◆ Your instructions ◆
Retype all the items below word for word, keeping every line unchanged.

◆ Task material ◆
--- Begin ---
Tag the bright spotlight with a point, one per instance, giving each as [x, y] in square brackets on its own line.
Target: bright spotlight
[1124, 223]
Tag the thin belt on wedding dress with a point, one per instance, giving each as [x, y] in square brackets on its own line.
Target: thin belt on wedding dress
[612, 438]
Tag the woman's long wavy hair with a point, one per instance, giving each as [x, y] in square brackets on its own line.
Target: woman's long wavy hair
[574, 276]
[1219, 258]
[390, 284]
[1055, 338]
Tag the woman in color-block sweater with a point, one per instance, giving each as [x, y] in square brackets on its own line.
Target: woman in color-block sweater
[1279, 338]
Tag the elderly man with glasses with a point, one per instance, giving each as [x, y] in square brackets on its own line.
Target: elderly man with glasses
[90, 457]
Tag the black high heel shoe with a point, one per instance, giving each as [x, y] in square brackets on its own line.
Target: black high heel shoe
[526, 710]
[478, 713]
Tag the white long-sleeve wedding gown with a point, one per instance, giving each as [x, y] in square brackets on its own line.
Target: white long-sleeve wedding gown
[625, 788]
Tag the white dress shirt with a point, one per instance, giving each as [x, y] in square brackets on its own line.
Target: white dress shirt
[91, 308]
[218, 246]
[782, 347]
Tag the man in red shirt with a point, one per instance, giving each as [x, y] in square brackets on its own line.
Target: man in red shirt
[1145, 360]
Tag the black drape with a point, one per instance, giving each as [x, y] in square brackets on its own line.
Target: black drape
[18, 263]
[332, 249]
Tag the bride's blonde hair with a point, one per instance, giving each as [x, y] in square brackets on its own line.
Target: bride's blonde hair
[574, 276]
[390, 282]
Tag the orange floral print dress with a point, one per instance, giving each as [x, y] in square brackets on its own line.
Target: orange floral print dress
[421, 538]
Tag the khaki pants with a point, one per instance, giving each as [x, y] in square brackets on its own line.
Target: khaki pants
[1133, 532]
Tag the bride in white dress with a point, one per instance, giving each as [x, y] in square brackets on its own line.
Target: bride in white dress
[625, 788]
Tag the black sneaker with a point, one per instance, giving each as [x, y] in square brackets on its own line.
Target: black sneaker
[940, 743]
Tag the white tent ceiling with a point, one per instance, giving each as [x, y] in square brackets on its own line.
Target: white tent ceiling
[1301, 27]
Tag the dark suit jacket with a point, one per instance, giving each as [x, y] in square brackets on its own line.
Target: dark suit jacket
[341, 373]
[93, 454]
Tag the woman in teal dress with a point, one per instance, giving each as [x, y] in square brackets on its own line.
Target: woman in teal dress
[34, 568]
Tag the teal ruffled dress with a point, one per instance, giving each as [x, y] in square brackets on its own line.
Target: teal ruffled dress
--- End ---
◆ Reply ◆
Tag the bright spotlight with a point, one per instance, giving each as [x, y] in square brackets on its own line.
Target: bright spotlight
[1124, 223]
Tag the thin belt on wedding dress with a point, one per instance, giving each as [x, y] in square brackets on its own line.
Target: thin belt on wedding dress
[612, 438]
Tag the woman's long wavy hair with a point, one per instance, giving each as [x, y] in square brackets on its own line.
Target: woman's long wavy hair
[574, 276]
[1219, 258]
[390, 284]
[1055, 338]
Tag the woman in color-block sweater with a point, one per instance, giving each as [x, y] in square brackets on its own line.
Target: woman in color-block sweater
[1279, 338]
Tag the elderly man with glasses with a point, one per instance, giving each as [x, y] in square brackets on its own line.
Target: elderly man with glasses
[90, 457]
Tag the black high heel shoe with a point, one per instance, giving each as [x, y] in square brackets on its own line.
Target: black high heel shoe
[526, 710]
[478, 713]
Tag the white long-sleeve wedding gown with a point, one per instance, giving each as [x, y] in square brackets on its own line.
Target: white long-sleeve wedding gown
[625, 788]
Tag the white dress shirt with a point, one per instance, giving each as [x, y] in square brackets on its own line.
Target: white dress shirt
[91, 308]
[218, 246]
[782, 347]
Tag the man in red shirt with a point, one per instance, giving each as [x, y] in square brackets on its own line.
Target: man in red shirt
[1145, 360]
Tag the black drape with a point, one per instance, giving each as [x, y] in square brackets on its own line.
Target: black drape
[18, 263]
[332, 249]
Tag the bride's blonde hair with a point, one per instance, giving each as [x, y] in square brackets on its own line.
Target: bride's blonde hair
[574, 276]
[390, 282]
Tag the orange floral print dress with a point, one per instance, giving each as [x, y] in square brackets on its own line.
Target: orange floral print dress
[421, 538]
Tag the khaki pants with a point, one per instance, giving each as [x, y] in square brackets on its own line.
Target: khaki pants
[1133, 532]
Tag the bride in white dress with a point, one per instance, giving each as [x, y] in square brackets on its own line.
Target: bride in white dress
[625, 788]
Tag the black sneaker with a point, one per instance, giving each as [x, y] in square brackets on its own line.
Target: black sneaker
[940, 743]
Tag the white tent ceiling with a point, one per instance, giving each as [x, y] in square brackets on its own line.
Target: white tent ceiling
[1301, 27]
Tag the dark suit jacket with a point, one per instance, giving each as [x, y] in square brackets on its own line.
Target: dark suit jacket
[341, 373]
[93, 454]
Tag the woman in teal dress with a point, one per instance, giving each as [x, y] in square brackets on its own line.
Target: woman in teal dress
[34, 568]
Tag the teal ruffled dress with a point, one per instance, giving each as [x, y] in square brackets on its own line.
Target: teal ruffled dress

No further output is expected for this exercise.